══ Text excerpt
Haelfix said:
2) The white hole horizon is conceptually really bizarre...
Since nothing is allowed to get in, that means that 'test' particles traveling in orbits around the white hole horizon (more precisely the particle horizon) will accumulate there, and there will be a severe blue shift when viewed from infinity. This blue sheet is a sort of classical instability, and it is argued that it leads to gravitational collapse, and thus there is likely a singularity in the future as well!
Exactly what the white hole is is a little mysterious to me. It seems that there is a sense in which there is no difference in the spacetime geometry of a black hole and a white hole; the difference is simply initial conditions of the test particles traveling in that geometry.
Let me explain why I think that.
To simplify, let's talk about purely radial motion, so we can treat the Schwarzschild geometry as if there were only one spatial dimension. Let Q be the Schwarzschild factor defined by: Q \equiv 1 - \frac{2GM}{c^2 r}. Let \tau be proper time. Let U^\mu \equiv \frac{\partial x^\mu}{\partial \tau}. Then for a test particle of mass m moving along a radial timelike geodesic, we have the following conserved quantities:
- K \equiv m c Q U^t. This is sort of the "momentum" in the t-direction.
════
§ Jobs
1. In the white hole post, reproduce the part from "To simplify, let's" to "in the t-direction.", substituting "constants of motion" for "conserved quantities".
2. Translate this sentence from the white hole post into Spanish: "Exactly what the white hole is is a little mysterious to me."
══ Raw records
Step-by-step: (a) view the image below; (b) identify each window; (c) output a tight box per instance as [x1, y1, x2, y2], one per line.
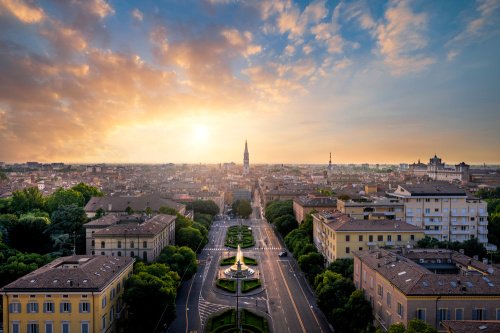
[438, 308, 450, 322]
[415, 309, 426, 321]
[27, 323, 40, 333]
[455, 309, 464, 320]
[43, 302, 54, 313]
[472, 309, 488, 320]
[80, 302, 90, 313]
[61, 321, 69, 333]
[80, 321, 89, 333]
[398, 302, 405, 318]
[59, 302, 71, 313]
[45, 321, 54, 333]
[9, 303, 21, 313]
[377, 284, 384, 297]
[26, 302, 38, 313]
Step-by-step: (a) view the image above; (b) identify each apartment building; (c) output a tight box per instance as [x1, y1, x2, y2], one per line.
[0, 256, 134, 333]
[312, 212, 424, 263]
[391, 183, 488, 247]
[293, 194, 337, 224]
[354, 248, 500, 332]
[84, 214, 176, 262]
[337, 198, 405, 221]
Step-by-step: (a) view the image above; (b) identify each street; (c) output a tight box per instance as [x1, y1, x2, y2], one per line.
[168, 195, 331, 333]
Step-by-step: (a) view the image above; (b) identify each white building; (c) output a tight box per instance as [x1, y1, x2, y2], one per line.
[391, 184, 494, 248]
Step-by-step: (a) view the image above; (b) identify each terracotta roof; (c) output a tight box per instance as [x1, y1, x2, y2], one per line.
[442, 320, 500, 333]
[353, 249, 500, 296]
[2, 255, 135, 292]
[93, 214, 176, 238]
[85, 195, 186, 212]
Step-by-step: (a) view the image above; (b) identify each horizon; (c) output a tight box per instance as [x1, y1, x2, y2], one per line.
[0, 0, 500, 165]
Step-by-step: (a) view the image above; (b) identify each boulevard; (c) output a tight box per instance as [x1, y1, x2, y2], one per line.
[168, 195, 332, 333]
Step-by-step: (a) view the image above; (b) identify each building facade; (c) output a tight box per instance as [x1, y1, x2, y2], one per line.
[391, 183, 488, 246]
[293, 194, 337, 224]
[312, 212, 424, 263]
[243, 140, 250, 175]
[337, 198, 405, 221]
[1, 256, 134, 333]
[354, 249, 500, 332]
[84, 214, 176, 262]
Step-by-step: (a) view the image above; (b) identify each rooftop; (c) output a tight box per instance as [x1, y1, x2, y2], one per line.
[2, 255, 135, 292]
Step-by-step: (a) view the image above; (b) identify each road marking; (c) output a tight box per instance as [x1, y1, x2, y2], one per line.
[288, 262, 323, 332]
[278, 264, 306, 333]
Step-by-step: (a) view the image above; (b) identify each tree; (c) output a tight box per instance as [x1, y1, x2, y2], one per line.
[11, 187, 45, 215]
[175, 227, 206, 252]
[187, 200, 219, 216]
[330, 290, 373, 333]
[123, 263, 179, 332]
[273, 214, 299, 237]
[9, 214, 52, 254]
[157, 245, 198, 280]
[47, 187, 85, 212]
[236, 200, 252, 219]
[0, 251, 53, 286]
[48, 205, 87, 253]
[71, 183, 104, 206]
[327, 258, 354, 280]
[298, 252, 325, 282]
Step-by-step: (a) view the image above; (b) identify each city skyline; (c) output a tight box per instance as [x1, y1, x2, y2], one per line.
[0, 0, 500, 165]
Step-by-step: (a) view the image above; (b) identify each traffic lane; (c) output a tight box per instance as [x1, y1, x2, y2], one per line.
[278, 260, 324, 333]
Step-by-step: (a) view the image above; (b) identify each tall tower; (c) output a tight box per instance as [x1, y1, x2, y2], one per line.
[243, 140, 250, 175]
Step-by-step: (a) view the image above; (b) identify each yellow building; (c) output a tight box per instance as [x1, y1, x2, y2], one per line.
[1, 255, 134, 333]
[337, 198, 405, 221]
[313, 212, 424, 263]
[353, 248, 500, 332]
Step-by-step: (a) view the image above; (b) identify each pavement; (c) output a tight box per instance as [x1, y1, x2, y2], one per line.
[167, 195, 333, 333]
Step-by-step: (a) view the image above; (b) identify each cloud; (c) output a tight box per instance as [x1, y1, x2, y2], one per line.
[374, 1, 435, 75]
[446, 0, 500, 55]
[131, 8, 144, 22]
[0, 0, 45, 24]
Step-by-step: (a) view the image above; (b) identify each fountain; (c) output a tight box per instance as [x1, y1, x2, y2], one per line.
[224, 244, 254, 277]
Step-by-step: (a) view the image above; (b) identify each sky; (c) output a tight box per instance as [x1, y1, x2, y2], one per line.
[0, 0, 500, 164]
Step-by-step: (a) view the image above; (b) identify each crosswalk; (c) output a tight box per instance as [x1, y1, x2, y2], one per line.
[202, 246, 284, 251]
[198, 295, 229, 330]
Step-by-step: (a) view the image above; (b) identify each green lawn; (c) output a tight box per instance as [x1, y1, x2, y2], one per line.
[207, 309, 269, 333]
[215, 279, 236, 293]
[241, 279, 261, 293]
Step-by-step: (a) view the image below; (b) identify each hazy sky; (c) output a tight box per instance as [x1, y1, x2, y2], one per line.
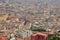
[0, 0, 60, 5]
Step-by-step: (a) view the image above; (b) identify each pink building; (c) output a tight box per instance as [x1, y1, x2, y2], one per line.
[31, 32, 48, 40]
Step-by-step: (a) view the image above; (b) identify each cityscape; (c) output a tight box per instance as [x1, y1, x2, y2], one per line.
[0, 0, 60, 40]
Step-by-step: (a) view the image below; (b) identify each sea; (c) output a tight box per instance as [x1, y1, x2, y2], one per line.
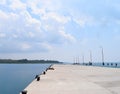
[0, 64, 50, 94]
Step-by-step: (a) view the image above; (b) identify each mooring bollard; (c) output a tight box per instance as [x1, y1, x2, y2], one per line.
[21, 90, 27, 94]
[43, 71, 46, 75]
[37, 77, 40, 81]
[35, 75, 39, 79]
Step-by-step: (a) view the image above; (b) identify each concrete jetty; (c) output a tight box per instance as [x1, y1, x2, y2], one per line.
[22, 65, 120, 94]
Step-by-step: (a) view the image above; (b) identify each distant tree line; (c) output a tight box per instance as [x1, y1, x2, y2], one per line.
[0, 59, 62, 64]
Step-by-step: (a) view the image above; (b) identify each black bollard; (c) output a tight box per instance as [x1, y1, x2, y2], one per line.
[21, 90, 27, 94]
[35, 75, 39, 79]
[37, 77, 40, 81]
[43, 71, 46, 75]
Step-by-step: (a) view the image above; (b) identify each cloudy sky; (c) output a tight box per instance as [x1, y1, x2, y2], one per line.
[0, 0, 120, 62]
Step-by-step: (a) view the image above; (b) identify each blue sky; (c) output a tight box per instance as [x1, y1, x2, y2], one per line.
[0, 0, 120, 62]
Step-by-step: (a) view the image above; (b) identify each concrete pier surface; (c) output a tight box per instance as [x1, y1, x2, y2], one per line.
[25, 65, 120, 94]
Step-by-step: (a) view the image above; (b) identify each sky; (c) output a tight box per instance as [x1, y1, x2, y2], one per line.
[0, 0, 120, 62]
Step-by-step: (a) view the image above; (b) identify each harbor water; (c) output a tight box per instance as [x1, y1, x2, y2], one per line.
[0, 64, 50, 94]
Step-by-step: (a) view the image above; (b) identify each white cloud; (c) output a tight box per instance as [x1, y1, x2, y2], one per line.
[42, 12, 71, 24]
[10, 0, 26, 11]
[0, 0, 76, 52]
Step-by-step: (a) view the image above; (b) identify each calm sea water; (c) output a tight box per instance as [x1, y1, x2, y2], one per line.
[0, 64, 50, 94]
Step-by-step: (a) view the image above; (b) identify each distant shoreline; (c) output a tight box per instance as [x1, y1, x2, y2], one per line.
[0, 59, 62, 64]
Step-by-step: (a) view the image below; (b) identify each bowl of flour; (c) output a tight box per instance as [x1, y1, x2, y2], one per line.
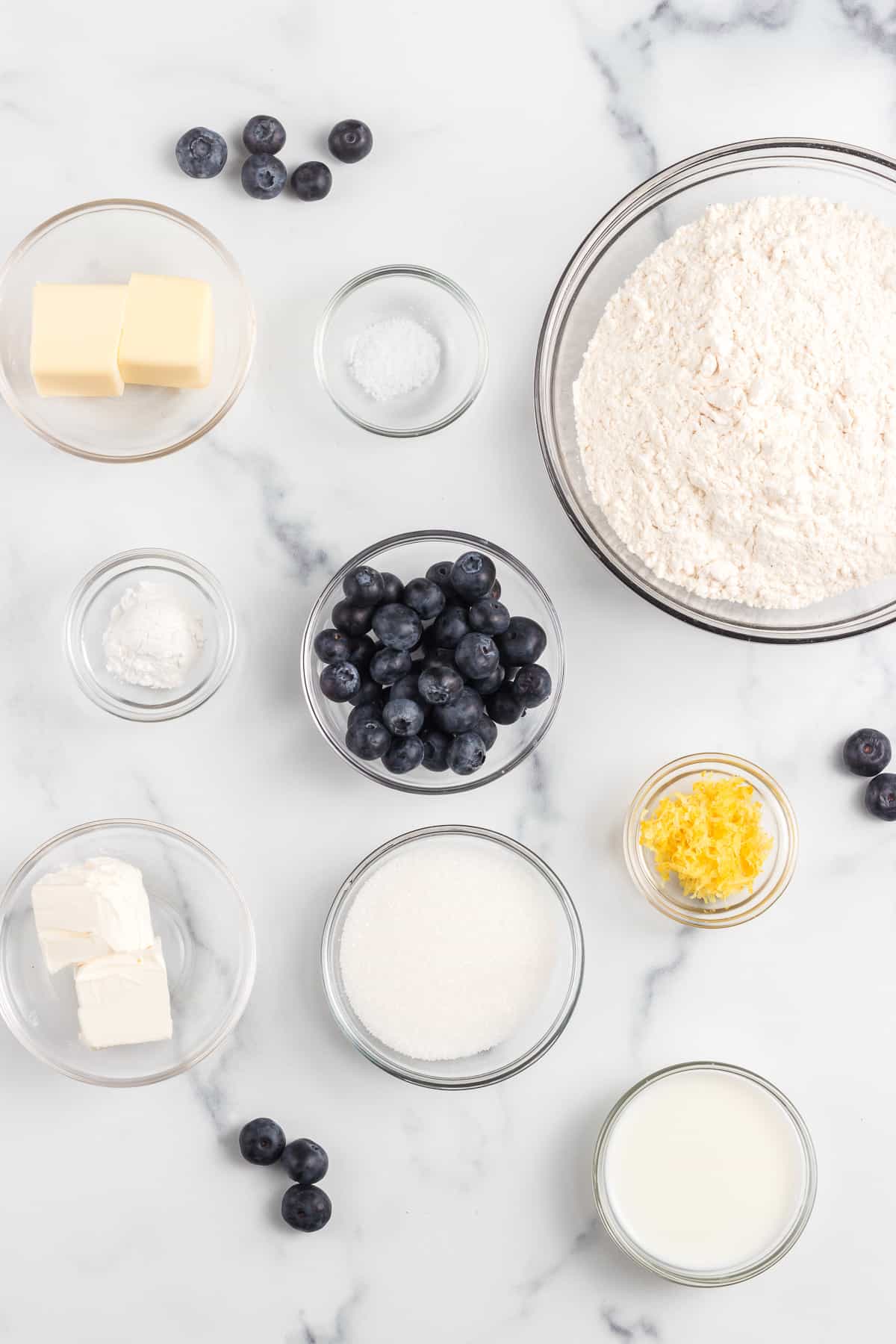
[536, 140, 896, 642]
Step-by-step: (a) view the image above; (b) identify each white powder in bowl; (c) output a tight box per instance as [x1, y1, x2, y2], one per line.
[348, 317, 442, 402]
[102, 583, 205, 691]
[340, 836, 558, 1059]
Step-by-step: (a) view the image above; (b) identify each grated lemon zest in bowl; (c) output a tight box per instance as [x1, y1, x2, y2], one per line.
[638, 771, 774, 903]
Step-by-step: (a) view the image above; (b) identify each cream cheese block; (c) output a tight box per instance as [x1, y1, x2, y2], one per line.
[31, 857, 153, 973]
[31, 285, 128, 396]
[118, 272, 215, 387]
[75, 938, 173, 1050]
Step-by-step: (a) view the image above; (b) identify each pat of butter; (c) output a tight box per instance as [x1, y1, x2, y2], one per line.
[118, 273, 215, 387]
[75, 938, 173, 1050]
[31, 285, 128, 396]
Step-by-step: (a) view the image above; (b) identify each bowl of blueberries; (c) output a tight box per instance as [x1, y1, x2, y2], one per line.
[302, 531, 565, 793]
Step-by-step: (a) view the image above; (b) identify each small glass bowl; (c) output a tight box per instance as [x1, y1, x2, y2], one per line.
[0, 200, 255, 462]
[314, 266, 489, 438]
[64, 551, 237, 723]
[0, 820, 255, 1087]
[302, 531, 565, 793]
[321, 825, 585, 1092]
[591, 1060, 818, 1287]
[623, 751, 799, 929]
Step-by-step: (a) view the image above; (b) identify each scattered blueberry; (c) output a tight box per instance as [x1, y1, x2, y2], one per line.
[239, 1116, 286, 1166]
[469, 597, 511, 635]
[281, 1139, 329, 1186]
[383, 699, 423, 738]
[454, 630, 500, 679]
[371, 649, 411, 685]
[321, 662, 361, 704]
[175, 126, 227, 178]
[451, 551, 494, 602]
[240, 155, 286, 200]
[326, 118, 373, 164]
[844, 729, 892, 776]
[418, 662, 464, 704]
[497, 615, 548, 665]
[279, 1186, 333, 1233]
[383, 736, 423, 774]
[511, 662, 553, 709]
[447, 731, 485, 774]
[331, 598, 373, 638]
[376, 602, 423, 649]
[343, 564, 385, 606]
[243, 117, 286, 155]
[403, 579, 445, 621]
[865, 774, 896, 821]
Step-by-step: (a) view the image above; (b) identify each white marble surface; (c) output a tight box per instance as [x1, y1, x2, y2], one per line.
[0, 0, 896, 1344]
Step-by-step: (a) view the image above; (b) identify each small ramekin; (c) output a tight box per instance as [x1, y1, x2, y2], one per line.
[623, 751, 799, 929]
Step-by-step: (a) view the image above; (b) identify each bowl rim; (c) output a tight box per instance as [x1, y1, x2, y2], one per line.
════
§ Solutions
1.
To simplify, let's talk about purely radial motion, so we can treat the Schwarzschild geometry as if there were only one spatial dimension. Let Q be the Schwarzschild factor defined by: Q \equiv 1 - \frac{2GM}{c^2 r}. Let \tau be proper time. Let U^\mu \equiv \frac{\partial x^\mu}{\partial \tau}. Then for a test particle of mass m moving along a radial timelike geodesic, we have the following constants of motion:
- K \equiv m c Q U^t. This is sort of the "momentum" in the t-direction.

2. Qué es exactamente el agujero blanco me resulta un poco misterioso.